→ Written exercise: Render each line of the data below as a Markdown table with the columns Row and Line, numbering the rows in order and skipping blank lines. Leave the pictures out of the table.

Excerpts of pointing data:
· · ·

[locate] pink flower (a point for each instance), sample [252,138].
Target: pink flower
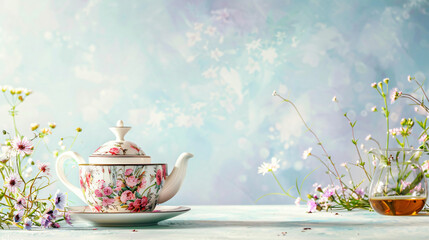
[13,182]
[82,183]
[131,181]
[20,203]
[312,205]
[119,185]
[142,185]
[97,208]
[395,95]
[423,138]
[22,146]
[138,205]
[101,184]
[128,172]
[126,196]
[164,171]
[360,192]
[425,166]
[88,179]
[98,193]
[404,184]
[44,167]
[107,191]
[158,177]
[297,201]
[328,192]
[108,201]
[114,151]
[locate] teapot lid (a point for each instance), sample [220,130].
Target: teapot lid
[119,147]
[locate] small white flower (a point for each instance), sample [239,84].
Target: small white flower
[306,153]
[368,137]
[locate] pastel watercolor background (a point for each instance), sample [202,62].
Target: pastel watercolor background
[198,76]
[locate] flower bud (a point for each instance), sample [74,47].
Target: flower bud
[52,125]
[27,92]
[34,126]
[386,80]
[274,93]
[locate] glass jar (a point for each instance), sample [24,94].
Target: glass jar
[398,186]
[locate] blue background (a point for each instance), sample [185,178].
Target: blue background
[197,76]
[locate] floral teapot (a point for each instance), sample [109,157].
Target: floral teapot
[120,177]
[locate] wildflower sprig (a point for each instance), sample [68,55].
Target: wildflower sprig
[339,194]
[22,202]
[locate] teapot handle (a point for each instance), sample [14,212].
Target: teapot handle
[60,171]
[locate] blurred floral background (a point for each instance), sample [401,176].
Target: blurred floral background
[197,76]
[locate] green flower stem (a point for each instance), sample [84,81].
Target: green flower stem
[317,138]
[148,188]
[13,113]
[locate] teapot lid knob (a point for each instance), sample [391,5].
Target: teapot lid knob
[120,130]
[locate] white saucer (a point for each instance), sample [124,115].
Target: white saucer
[127,219]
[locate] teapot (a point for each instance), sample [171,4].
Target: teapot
[120,177]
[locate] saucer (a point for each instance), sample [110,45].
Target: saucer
[127,219]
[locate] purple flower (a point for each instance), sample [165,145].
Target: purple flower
[27,224]
[13,182]
[107,191]
[328,192]
[22,146]
[67,217]
[395,95]
[18,217]
[312,206]
[20,203]
[360,192]
[60,200]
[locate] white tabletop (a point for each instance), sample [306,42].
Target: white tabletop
[250,222]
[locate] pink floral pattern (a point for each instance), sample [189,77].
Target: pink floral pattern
[124,189]
[119,148]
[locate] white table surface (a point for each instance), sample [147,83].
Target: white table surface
[250,222]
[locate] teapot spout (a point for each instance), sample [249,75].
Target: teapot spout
[174,180]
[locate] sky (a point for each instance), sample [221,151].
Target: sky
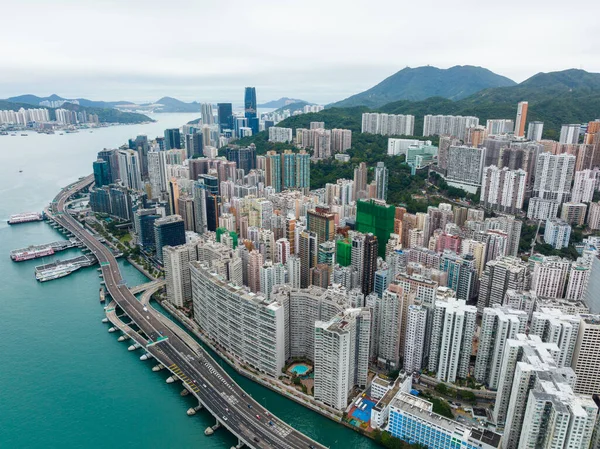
[319,51]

· · ·

→ Written solution:
| Row | Line |
|---|---|
| 1 | [locate] pink flower (a point for each instance), sample [252,138]. |
| 2 | Target: pink flower |
| 3 | [13,182] |
| 4 | [82,183] |
| 5 | [131,181] |
| 6 | [20,203] |
| 7 | [312,205] |
| 8 | [119,185] |
| 9 | [142,185] |
| 10 | [97,208] |
| 11 | [395,95] |
| 12 | [423,138] |
| 13 | [22,146] |
| 14 | [138,205] |
| 15 | [101,184] |
| 16 | [128,172] |
| 17 | [126,196] |
| 18 | [164,171] |
| 19 | [360,192] |
| 20 | [425,166] |
| 21 | [88,179] |
| 22 | [98,193] |
| 23 | [404,184] |
| 24 | [44,167] |
| 25 | [107,191] |
| 26 | [158,177] |
| 27 | [297,201] |
| 28 | [328,192] |
| 29 | [108,201] |
| 30 | [114,151] |
| 31 | [locate] teapot lid (a point for each instance), sample [220,130]. |
| 32 | Target: teapot lid |
| 33 | [119,147] |
| 34 | [locate] small white flower (a point for each instance), sample [239,84]. |
| 35 | Target: small white flower |
| 36 | [306,153] |
| 37 | [368,137] |
| 38 | [locate] pastel watercolor background (a point for each instance), sample [202,62]. |
| 39 | Target: pastel watercolor background |
| 40 | [198,76] |
| 41 | [locate] flower bud (a point for each instance), sample [74,47]. |
| 42 | Target: flower bud |
| 43 | [52,125] |
| 44 | [27,92] |
| 45 | [34,126] |
| 46 | [386,80] |
| 47 | [274,93] |
| 48 | [locate] glass jar (a point for each instance), sample [24,94]. |
| 49 | Target: glass jar |
| 50 | [398,186] |
| 51 | [locate] blue background (a point for each instance), sample [185,178]. |
| 52 | Target: blue background |
| 53 | [197,76] |
| 54 | [locate] floral teapot (a point for each instance), sample [109,157]. |
| 55 | Target: floral teapot |
| 56 | [120,177] |
| 57 | [locate] wildflower sprig (a point for each instance), sample [68,55]. |
| 58 | Target: wildflower sprig |
| 59 | [339,194] |
| 60 | [22,202] |
| 61 | [locate] teapot handle (a point for each instance), sample [14,212]. |
| 62 | Target: teapot handle |
| 63 | [60,171] |
| 64 | [locate] blurred floral background (a point for each instance), sample [401,176]. |
| 65 | Target: blurred floral background |
| 66 | [197,76] |
| 67 | [locate] green flower stem (a point for each instance), sample [84,81]. |
| 68 | Target: green flower stem |
| 69 | [317,138] |
| 70 | [148,188] |
| 71 | [13,113] |
| 72 | [locate] teapot lid knob (a point for each instance), sample [391,5]. |
| 73 | Target: teapot lid knob |
| 74 | [120,130] |
| 75 | [locate] white saucer (a point for each instance), sample [124,115]. |
| 76 | Target: white saucer |
| 77 | [127,219] |
| 78 | [locate] teapot (a point for each instance), sample [171,4]. |
| 79 | Target: teapot |
| 80 | [120,177] |
| 81 | [locate] saucer (a point for each instance), sample [110,45]. |
| 82 | Target: saucer |
| 83 | [127,219] |
| 84 | [locate] purple flower (a point for each instance), sample [165,145]. |
| 85 | Target: purple flower |
| 86 | [27,224] |
| 87 | [13,182] |
| 88 | [107,191] |
| 89 | [328,192] |
| 90 | [22,146] |
| 91 | [67,217] |
| 92 | [395,95] |
| 93 | [18,217] |
| 94 | [312,206] |
| 95 | [20,203] |
| 96 | [360,192] |
| 97 | [60,200] |
| 98 | [locate] white tabletop (a point for each instance), sample [306,42]. |
| 99 | Target: white tabletop |
| 100 | [250,222] |
| 101 | [locate] pink floral pattern (a point for each instance), sample [189,77]. |
| 102 | Target: pink floral pattern |
| 103 | [124,189] |
| 104 | [119,148] |
| 105 | [locate] white table surface (a point for each instance), sample [147,83]. |
| 106 | Target: white table surface |
| 107 | [250,222] |
| 108 | [locate] teapot spout (a point for each instance), sample [249,75]. |
| 109 | Target: teapot spout |
| 110 | [174,180] |
| 111 | [locate] sky (a point for each instance), sample [221,151]. |
| 112 | Target: sky |
| 113 | [319,51] |